### Exercise instructions
**A.** In the piece on BOOIE Beauty product names, which three areas does the BAM! BAM! BAM! tint target?
**B.** From the piece on BOOIE Beauty product names, translate this sentence into Spanish: "This nourishing tint targets your cheeks (BAM!), your lips (BAM!) and your eyelids (BAM!)."
**C.** Condense the paragraph of the piece on BOOIE Beauty product names that begins "Have you tried this hydrating illuminator?" into one or two sentences, keeping its main facts.

### Quoted passage
☆ ☆ ☆ ☆

One of the best parts of starting this beauty business (aside from formulating each cosmetic product with our manufacturer) is seeing these excellent, natural products come to life on your gorgeous face.

Not going to lie, I also had a hoot of time coming up with the names for each of our BOOIE Beauty products. Most of them rolled right out after trialing and testing each product, but look, you’ve all started to ask a few questions, and of course I need to deliver, so here’s a little background on each product name. Just for you.

Love, Celeste.

 

Talk us through the name Bloody Delicious.

Have you tried this hydrating illuminator? Let me put it this way, if you've got one, you’ll understand the naming rights. This tinted illuminator is so creamy, so smooth and so glowy, and from the minute it hits your skin, it’s like holy fresh face, this product is actually so bloody delicious. So yeah, we literally went there.

Models modelling Bloody Delicious illuminators and Bam Bam Bam lip cheek and eye tint

What’s with the BAM! BAM! BAM! moniker?

Who doesn’t love a good three-in-one tint? Talk about bang for your buck. This nourishing tint targets your cheeks (BAM!), your lips (BAM!) and your eyelids (BAM!). And all its creamy, buildable, three in one tint-goodness happens kind of fast, just like BAM! BAM! BAM!

 

How do you get You’re Welcome from a mascara?

☆ ☆ ☆ ☆

### Supplied material
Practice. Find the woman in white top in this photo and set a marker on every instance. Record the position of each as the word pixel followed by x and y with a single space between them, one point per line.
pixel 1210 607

☆ ☆ ☆ ☆

### The solutions
**A.** Cheeks, lips, and eyelids.

**B.** Este tinte nutritivo actúa sobre tus mejillas (¡BAM!), tus labios (¡BAM!) y tus párpados (¡BAM!).

**C.** The hydrating, tinted illuminator is so creamy, smooth, and glowy that it feels truly "bloody delicious" from the moment it hits the skin. That is why it was given the name Bloody Delicious.